* What to work on: Can you pull out and copy every line of the records below that contains the string "outlet"? Case counts.
═══ Task material ═══
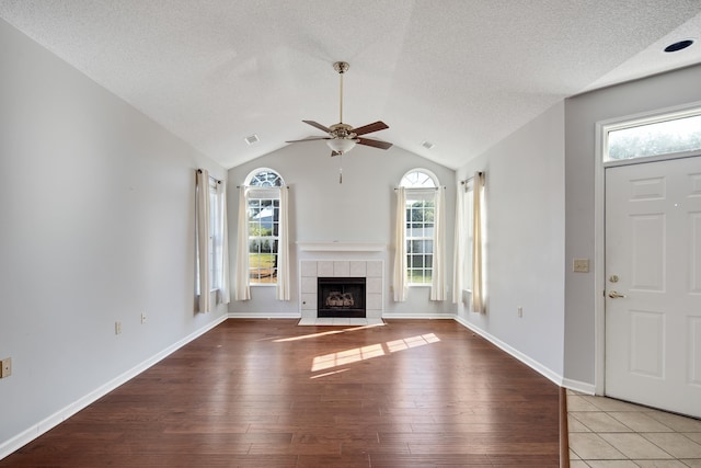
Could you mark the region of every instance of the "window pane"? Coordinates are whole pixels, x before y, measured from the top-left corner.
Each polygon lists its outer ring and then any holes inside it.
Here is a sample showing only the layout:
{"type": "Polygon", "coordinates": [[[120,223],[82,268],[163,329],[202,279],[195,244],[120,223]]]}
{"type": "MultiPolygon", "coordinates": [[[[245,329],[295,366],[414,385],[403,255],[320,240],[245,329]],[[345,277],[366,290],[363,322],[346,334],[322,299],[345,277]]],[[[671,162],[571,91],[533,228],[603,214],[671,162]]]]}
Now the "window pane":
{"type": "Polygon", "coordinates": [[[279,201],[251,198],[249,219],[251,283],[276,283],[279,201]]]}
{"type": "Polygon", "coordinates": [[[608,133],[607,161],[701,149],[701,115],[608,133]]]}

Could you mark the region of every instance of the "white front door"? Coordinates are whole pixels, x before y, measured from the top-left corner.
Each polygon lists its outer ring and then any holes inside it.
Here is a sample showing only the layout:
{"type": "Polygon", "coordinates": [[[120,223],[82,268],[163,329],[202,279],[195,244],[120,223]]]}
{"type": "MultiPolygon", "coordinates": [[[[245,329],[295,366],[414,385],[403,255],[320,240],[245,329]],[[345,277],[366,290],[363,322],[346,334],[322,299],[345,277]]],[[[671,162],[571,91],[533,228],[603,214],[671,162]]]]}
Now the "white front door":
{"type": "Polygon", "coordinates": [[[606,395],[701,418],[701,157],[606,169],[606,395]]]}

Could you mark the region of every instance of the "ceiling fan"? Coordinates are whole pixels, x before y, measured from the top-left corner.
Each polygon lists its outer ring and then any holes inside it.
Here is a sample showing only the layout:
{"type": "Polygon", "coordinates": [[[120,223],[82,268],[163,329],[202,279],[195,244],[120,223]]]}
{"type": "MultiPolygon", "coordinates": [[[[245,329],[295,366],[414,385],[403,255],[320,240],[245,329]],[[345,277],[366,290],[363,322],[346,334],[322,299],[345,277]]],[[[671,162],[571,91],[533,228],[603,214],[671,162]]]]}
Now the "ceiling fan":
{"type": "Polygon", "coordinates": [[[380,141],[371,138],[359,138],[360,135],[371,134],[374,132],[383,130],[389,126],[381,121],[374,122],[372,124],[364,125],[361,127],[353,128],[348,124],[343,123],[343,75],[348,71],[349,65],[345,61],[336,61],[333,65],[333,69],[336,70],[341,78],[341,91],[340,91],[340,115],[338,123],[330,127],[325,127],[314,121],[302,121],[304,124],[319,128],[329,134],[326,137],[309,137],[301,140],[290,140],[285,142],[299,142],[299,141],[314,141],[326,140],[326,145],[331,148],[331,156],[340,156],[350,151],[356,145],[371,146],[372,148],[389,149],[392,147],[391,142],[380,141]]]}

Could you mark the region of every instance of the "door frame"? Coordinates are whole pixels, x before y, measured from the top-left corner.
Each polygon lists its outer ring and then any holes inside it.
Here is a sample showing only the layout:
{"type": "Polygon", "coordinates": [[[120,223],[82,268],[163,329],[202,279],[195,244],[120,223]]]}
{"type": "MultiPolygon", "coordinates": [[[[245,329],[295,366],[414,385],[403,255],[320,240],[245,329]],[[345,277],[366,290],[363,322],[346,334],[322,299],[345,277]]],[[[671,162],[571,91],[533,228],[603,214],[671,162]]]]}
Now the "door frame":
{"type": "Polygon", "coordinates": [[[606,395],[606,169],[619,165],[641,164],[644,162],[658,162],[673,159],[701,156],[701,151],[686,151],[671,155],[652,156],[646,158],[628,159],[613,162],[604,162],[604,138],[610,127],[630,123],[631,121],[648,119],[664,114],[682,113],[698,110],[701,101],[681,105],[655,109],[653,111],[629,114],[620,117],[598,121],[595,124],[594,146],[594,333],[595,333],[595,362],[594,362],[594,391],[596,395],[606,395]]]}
═══
═══ Task material ═══
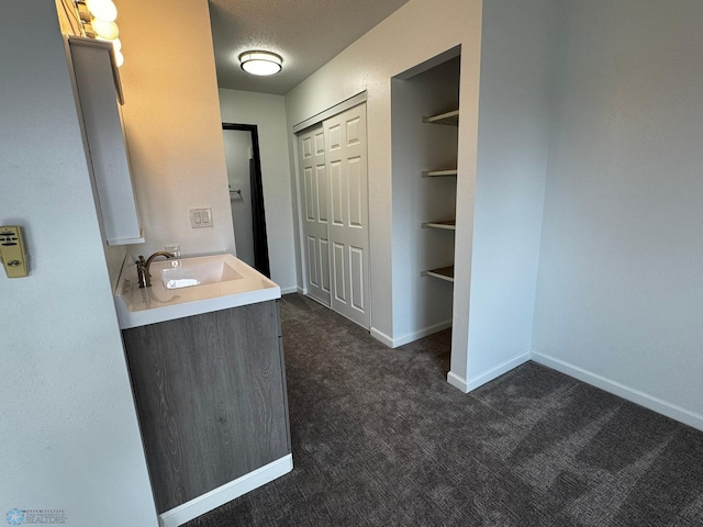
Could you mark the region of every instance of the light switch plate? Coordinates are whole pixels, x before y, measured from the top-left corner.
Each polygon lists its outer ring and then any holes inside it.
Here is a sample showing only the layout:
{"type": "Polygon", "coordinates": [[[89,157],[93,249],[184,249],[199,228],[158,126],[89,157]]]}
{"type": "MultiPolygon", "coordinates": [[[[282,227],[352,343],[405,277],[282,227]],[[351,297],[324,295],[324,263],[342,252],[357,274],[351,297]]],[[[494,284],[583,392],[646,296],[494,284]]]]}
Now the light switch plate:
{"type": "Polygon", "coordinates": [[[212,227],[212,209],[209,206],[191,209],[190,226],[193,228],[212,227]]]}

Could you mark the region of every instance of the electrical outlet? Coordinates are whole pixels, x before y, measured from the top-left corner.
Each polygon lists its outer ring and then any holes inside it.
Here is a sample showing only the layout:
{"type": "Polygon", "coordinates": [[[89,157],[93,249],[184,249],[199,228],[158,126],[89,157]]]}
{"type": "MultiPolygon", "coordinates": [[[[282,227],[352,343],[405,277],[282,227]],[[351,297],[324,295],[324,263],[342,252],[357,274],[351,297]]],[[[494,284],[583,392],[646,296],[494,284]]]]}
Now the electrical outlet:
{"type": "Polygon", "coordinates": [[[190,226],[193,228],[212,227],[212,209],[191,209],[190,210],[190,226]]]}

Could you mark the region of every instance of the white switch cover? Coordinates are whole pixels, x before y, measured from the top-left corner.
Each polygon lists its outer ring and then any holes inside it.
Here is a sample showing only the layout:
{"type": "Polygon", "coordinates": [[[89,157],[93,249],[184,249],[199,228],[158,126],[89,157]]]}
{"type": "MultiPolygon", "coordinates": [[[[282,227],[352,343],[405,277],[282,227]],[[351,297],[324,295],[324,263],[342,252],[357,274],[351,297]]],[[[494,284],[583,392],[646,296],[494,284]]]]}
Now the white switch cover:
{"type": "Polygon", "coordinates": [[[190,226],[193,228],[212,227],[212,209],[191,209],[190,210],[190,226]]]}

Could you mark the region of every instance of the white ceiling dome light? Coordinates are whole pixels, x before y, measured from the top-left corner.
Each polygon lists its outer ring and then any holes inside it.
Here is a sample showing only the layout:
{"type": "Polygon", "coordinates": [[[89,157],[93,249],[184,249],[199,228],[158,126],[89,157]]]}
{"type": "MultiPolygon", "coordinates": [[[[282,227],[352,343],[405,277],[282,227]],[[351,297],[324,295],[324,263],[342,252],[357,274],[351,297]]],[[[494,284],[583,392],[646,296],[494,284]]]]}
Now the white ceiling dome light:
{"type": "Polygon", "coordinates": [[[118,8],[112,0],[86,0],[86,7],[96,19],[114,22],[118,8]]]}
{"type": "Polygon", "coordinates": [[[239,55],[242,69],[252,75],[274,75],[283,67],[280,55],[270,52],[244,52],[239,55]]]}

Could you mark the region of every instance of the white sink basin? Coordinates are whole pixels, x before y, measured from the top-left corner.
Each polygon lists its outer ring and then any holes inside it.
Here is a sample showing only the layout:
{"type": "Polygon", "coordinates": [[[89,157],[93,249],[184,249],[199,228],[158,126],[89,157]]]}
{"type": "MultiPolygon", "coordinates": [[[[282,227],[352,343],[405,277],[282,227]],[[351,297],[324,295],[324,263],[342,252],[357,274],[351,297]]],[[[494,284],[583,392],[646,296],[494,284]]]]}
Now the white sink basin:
═══
═══ Task material ═══
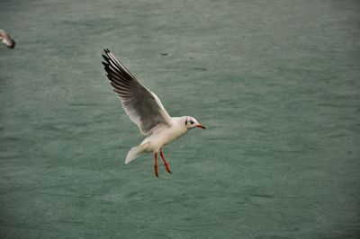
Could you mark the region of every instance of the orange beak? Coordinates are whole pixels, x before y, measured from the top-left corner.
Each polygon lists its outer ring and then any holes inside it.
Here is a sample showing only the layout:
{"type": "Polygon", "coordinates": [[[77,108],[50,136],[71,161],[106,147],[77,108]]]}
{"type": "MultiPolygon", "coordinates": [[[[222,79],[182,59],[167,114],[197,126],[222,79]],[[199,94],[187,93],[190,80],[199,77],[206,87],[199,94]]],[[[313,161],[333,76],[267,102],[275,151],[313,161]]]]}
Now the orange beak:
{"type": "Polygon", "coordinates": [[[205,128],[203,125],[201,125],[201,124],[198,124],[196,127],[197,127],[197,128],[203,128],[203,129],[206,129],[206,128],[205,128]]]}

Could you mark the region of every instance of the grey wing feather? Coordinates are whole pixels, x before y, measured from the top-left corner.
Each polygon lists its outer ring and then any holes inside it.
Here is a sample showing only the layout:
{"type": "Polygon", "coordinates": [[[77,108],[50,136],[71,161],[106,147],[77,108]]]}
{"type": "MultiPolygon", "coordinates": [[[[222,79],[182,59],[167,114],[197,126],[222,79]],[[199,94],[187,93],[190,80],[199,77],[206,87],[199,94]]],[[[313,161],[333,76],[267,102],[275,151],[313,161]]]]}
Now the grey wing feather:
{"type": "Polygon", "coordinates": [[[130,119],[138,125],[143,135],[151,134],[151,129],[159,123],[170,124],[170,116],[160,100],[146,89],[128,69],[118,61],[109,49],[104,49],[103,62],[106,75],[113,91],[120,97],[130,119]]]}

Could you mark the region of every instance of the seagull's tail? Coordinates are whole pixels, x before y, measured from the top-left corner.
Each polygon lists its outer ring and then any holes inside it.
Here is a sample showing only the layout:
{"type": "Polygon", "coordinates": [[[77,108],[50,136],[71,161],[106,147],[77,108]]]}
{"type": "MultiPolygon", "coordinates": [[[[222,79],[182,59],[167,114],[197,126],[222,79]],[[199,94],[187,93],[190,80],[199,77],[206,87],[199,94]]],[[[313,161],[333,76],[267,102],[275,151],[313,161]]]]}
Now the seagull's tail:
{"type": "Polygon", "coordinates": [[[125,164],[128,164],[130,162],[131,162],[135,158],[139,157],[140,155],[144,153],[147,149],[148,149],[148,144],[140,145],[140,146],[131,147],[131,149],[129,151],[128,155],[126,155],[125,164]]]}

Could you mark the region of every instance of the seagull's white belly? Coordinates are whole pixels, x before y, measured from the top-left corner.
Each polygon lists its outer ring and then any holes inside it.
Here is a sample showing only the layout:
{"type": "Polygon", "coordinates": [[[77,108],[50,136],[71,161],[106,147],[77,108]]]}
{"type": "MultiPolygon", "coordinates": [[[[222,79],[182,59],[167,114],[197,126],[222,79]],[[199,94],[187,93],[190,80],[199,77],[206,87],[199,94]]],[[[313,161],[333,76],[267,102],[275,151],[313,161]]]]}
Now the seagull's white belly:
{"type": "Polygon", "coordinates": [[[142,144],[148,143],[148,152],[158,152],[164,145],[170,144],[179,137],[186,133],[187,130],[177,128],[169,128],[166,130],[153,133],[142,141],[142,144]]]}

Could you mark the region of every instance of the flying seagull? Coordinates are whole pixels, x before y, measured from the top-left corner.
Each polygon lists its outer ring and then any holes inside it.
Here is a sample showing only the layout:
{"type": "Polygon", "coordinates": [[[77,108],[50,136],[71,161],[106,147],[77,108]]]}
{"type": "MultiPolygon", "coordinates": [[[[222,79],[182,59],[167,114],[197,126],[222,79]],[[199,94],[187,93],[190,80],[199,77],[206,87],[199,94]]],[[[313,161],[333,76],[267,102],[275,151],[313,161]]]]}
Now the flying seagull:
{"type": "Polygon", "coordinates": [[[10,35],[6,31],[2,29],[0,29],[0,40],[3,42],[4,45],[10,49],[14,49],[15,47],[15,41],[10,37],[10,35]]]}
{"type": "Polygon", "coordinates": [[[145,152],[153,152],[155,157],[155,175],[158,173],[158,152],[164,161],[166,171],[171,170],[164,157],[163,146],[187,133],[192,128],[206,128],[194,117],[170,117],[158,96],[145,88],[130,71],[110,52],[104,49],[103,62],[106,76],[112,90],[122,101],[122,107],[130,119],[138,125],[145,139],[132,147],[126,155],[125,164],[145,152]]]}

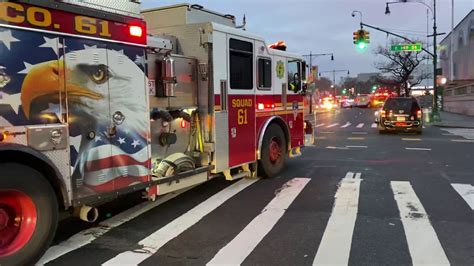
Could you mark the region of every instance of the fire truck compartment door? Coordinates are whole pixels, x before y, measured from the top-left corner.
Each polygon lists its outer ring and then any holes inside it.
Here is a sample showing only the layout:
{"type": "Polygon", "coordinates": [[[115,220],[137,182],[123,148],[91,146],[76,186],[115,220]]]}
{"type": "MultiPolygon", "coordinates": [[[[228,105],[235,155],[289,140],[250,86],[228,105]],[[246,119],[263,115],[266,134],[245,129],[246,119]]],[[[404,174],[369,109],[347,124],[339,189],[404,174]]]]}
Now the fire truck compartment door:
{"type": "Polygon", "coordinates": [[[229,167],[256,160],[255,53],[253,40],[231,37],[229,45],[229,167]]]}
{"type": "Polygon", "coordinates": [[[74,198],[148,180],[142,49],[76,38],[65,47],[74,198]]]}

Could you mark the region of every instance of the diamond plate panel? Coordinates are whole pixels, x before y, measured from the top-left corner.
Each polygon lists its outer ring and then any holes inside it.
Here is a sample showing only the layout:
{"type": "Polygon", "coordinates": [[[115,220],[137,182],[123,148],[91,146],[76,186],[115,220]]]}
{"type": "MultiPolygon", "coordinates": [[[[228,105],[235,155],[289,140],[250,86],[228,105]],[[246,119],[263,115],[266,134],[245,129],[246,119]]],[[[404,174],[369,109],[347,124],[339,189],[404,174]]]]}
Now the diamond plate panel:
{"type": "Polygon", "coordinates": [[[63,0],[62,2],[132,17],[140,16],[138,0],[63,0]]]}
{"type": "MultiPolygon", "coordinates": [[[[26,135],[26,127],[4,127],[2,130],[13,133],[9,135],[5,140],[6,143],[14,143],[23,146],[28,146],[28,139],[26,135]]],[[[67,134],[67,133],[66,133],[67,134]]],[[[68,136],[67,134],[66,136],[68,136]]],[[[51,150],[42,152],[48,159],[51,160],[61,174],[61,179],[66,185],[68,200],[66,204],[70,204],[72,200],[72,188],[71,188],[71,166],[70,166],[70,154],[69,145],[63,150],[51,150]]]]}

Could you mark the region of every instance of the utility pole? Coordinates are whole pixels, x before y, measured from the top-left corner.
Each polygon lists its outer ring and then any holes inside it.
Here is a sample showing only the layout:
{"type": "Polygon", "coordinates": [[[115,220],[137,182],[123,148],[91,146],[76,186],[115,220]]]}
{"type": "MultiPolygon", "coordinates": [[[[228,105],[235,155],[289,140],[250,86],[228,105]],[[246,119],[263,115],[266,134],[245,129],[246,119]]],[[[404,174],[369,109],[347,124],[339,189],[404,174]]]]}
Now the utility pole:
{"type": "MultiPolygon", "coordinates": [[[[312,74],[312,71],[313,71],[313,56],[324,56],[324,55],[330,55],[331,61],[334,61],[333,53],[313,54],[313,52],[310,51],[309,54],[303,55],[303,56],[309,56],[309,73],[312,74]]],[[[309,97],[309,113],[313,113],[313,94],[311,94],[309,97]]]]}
═══
* Completed task:
Could you mark the region of every instance of the electrical outlet? Coordinates are whole pixels, x before y, measured from the top-left corner.
Now the electrical outlet:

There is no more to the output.